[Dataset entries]
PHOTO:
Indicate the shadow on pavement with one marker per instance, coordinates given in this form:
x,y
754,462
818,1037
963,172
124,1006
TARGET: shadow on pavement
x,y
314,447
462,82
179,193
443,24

Brief
Retype the records above exactly.

Solution for this problem
PHOTO:
Indicate the shadow on pavement with one marker per instance, coordinates given in this form:
x,y
754,462
818,1037
963,172
124,1006
TARGET: shadow on pavement
x,y
314,447
462,82
179,193
443,24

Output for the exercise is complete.